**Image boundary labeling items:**
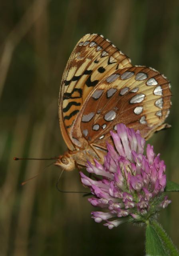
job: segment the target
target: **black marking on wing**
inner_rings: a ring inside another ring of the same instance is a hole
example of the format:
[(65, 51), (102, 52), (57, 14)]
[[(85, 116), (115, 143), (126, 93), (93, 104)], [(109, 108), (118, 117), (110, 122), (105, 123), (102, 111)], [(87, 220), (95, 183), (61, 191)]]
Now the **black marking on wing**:
[(71, 101), (67, 104), (66, 107), (63, 109), (63, 112), (67, 112), (67, 111), (68, 111), (69, 109), (73, 105), (80, 106), (80, 105), (81, 103), (80, 102), (77, 102), (76, 101)]
[(103, 73), (105, 70), (105, 68), (104, 68), (103, 67), (99, 67), (97, 69), (97, 71), (99, 73)]
[(99, 82), (99, 80), (95, 80), (94, 81), (91, 81), (91, 75), (88, 78), (86, 82), (86, 84), (88, 87), (90, 87), (91, 86), (94, 87)]
[[(76, 92), (79, 93), (79, 96), (73, 96), (73, 94)], [(82, 98), (82, 90), (80, 88), (74, 88), (72, 92), (65, 92), (64, 94), (63, 100), (68, 100), (69, 99), (79, 99)]]
[(69, 80), (69, 81), (67, 81), (67, 80), (65, 80), (64, 81), (64, 83), (65, 84), (65, 85), (69, 85), (70, 83), (71, 83), (71, 80)]
[(72, 124), (70, 124), (70, 125), (68, 125), (67, 126), (66, 126), (66, 128), (67, 129), (68, 129), (68, 128), (71, 128), (71, 127), (72, 127), (72, 126), (73, 125), (74, 121), (75, 121), (74, 120), (73, 121), (73, 122), (72, 122)]
[(66, 119), (67, 119), (68, 120), (69, 120), (69, 119), (70, 119), (71, 117), (72, 117), (74, 116), (75, 116), (75, 115), (79, 112), (79, 110), (78, 110), (77, 109), (76, 110), (74, 110), (74, 111), (73, 111), (73, 112), (70, 113), (70, 115), (69, 115), (68, 116), (64, 116), (64, 120), (65, 120)]
[(80, 79), (80, 78), (82, 77), (82, 76), (74, 76), (73, 77), (72, 79), (71, 79), (72, 81), (78, 81)]

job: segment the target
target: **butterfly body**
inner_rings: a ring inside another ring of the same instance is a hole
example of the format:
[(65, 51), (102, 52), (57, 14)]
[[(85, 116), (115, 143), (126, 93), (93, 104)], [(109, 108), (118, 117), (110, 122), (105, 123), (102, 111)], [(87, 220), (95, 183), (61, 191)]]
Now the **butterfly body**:
[(77, 43), (60, 86), (59, 119), (68, 148), (56, 164), (66, 170), (103, 163), (110, 131), (123, 123), (149, 138), (165, 127), (171, 92), (169, 82), (151, 68), (133, 66), (107, 39), (84, 36)]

**SET PROBLEM:**
Recast the stretch of the material above, from its start through the line containing "71), (99, 73)]", as a Markdown table with the columns Row and Line, numbering each line and leaving out blank lines and pictures.

**TASK RESPONSE:**
| Row | Line |
|---|---|
| 1 | job: segment the target |
| 2 | target: **black marking on wing** |
| 3 | inner_rings: a ring inside another ring of the same instance is a hole |
| 4 | example of the format: |
| 5 | [(65, 51), (102, 52), (57, 14)] |
| 6 | [[(85, 116), (115, 143), (126, 93), (93, 104)], [(109, 108), (118, 117), (110, 122), (105, 123), (102, 111)], [(87, 220), (95, 183), (61, 191)]] |
| 7 | Now the **black marking on wing**: |
| 8 | [(71, 101), (67, 104), (66, 107), (63, 109), (63, 112), (67, 112), (67, 111), (68, 111), (69, 109), (73, 105), (80, 106), (80, 105), (81, 103), (80, 102), (77, 102), (76, 101)] |
| 9 | [(103, 73), (105, 70), (105, 68), (104, 68), (103, 67), (99, 67), (97, 69), (97, 71), (99, 73)] |